Copy the records below, starting with the line containing "Box white dress shirt." and going on through the line containing "239, 532, 265, 562", with the requests included. Offset each answer bounding-box coordinate by 130 and leave the requests and their sample coordinates unchanged.

--- Begin Supplied records ---

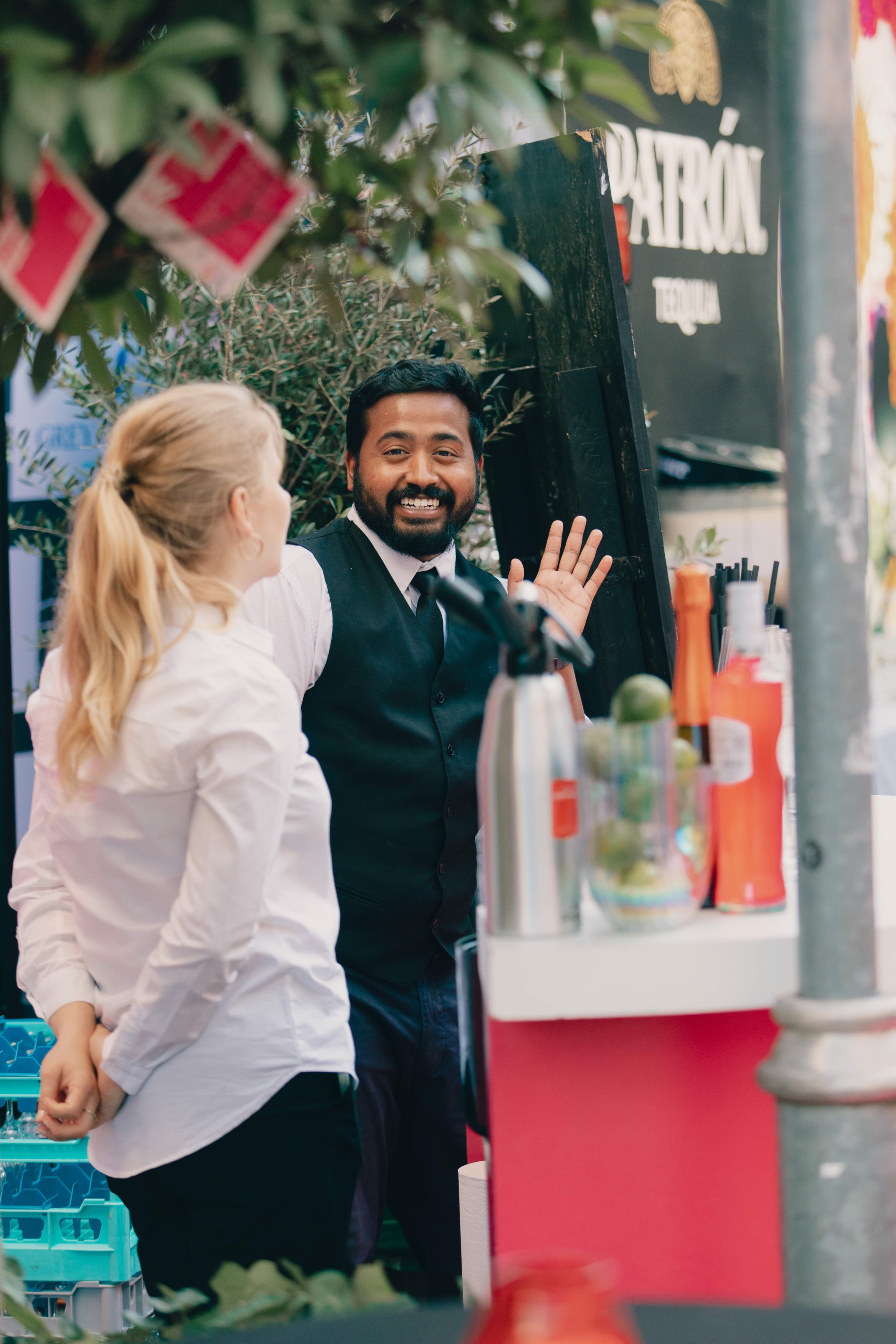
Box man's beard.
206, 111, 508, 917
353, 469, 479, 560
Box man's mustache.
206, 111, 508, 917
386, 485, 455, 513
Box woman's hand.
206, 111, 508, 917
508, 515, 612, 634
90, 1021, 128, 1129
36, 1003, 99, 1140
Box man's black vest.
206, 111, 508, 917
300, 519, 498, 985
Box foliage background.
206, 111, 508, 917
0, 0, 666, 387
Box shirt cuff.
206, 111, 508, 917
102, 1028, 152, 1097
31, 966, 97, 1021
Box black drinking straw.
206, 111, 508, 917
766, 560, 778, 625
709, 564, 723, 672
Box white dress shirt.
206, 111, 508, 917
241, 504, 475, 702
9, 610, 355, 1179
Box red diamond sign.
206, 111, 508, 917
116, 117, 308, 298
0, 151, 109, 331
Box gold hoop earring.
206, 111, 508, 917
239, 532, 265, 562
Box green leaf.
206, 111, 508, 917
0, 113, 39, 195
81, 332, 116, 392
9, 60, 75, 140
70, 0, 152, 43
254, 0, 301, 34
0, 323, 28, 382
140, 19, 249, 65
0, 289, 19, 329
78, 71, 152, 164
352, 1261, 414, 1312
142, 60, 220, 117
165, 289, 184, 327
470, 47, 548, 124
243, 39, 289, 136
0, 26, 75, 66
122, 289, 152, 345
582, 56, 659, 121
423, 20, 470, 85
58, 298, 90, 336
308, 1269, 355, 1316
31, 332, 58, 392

--- End Supplied records ---

> Solution to the exercise
Box white dress shirt.
206, 111, 508, 917
371, 634, 605, 832
139, 740, 485, 1309
Box red diamond sign.
206, 111, 508, 917
246, 247, 438, 428
130, 281, 239, 461
Box gold hoop earring.
206, 111, 508, 917
369, 662, 395, 692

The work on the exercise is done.